**Objective**
In each of the items below, change "Expected output" to "Correct output" and write the items out again with everything else left the same. Don't include the pictures.

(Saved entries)
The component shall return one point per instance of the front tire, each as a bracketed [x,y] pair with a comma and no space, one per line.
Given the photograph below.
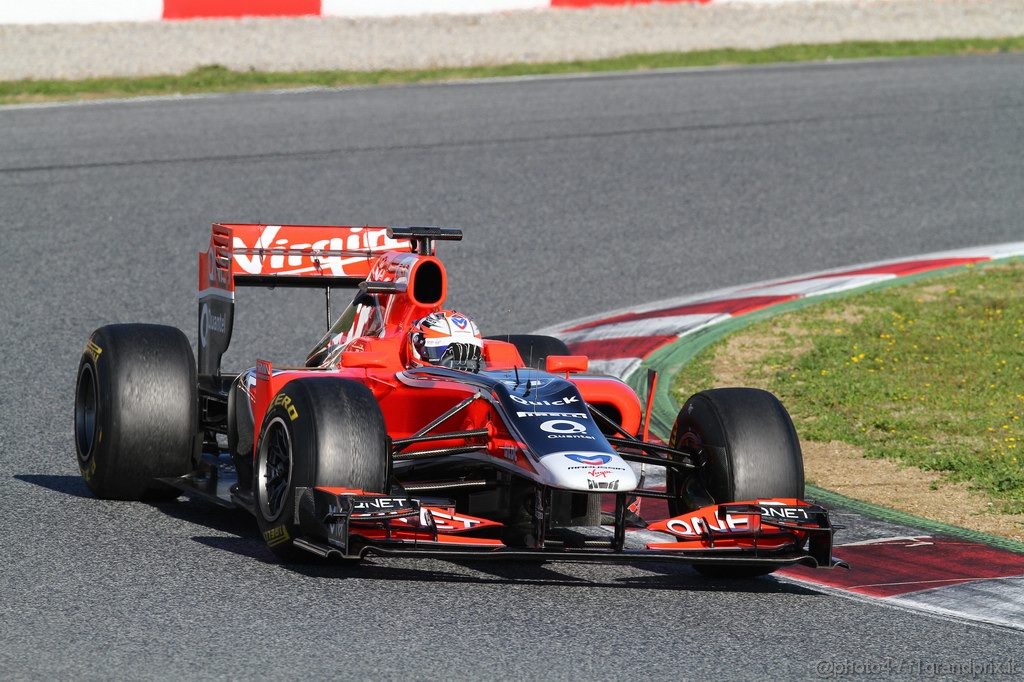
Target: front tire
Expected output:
[753,453]
[320,431]
[135,411]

**Written response**
The component shall return one point per instance of the front tire, each as a bracketed [x,y] pair with a comma and no space, one per line.
Given the photograph below.
Target: front tire
Correct output:
[753,453]
[320,431]
[135,411]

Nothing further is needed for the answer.